_Extrait du document_.

Dans R. c. Neil, [2002] 3 RCS 631, la Cour suprême a établi la règle générale de la ligne de démarcation très nette afin de déterminer s’il existe un conflit d’intérêts. En ce faisant, la Cour a indiqué que c’est le cabinet, et non seulement l’avocat, qui a une obligation fiduciaire envers son client. La règle générale interdit à un avocat de représenter un client dont les intérêts sont directement opposés aux intérêts immédiats d’un autre client actuel — même si les deux mandats n’ont aucun rapport entre eux — à moins que les deux clients n’y aient consenti après avoir été pleinement informés et que l’avocat estime raisonnablement pouvoir représenter chaque client sans nuire à l’autre.

_Consigne 1_. Recopiez fidèlement le passage de l'extrait allant de « Dans R. c. Neil, [2002] » jusqu'à « nuire à l’autre. » inclus.
_Consigne 2_. Veuillez condenser sous forme de liste le paragraphe de l'extrait qui commence par « Dans R. c. Neil », en conservant ses faits principaux.
_Consigne 3_.
Répondez brièvement, d'après l'extrait, aux questions suivantes :
(a) Quelle est la référence de l'arrêt R. c. Neil ?
(b) Selon la Cour, qui a une obligation fiduciaire envers le client ?
(c) Que doivent avoir fait les deux clients pour que la règle générale ne s'applique pas ?
Appuyez-vous uniquement sur l'extrait.

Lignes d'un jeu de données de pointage
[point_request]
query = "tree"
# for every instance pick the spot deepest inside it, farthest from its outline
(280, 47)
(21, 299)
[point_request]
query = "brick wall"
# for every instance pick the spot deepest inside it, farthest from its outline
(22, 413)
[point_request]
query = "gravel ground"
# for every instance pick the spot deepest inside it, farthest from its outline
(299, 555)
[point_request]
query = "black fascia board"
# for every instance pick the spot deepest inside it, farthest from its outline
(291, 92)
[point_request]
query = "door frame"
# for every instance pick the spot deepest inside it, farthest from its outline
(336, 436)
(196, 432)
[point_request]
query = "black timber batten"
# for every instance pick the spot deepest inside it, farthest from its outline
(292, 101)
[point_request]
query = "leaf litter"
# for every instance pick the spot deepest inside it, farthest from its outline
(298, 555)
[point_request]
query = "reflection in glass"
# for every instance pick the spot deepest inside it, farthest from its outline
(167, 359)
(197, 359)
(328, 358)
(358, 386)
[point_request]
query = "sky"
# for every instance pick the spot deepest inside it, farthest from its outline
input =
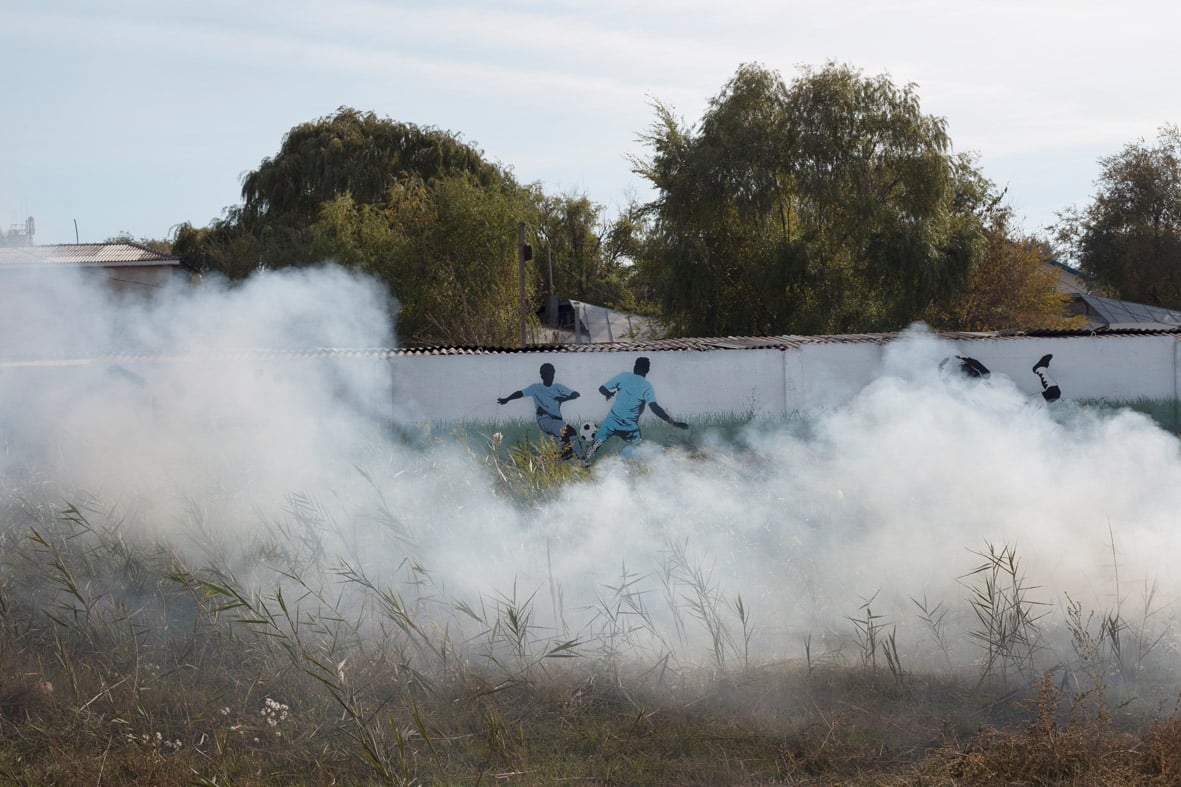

_Réponse 1_.
Dans R. c. Neil, [2002] 3 RCS 631, la Cour suprême a établi la règle générale de la ligne de démarcation très nette afin de déterminer s’il existe un conflit d’intérêts. En ce faisant, la Cour a indiqué que c’est le cabinet, et non seulement l’avocat, qui a une obligation fiduciaire envers son client. La règle générale interdit à un avocat de représenter un client dont les intérêts sont directement opposés aux intérêts immédiats d’un autre client actuel — même si les deux mandats n’ont aucun rapport entre eux — à moins que les deux clients n’y aient consenti après avoir été pleinement informés et que l’avocat estime raisonnablement pouvoir représenter chaque client sans nuire à l’autre.

_Réponse 2_.
- Arrêt : R. c. Neil, [2002] 3 RCS 631, rendu par la Cour suprême.
- Il établit la règle générale de la ligne de démarcation très nette pour déterminer s'il existe un conflit d'intérêts.
- L'obligation fiduciaire envers le client incombe au cabinet, et non seulement à l'avocat.
- Un avocat ne peut pas représenter un client dont les intérêts sont directement opposés aux intérêts immédiats d'un autre client actuel, même si les deux mandats n'ont aucun rapport entre eux.
- Exception : les deux clients y ont consenti après avoir été pleinement informés, et l'avocat estime raisonnablement pouvoir représenter chacun sans nuire à l'autre.

_Réponse 3_.
(a) [2002] 3 RCS 631.
(b) Le cabinet, et non seulement l'avocat.
(c) Ils doivent y avoir consenti après avoir été pleinement informés.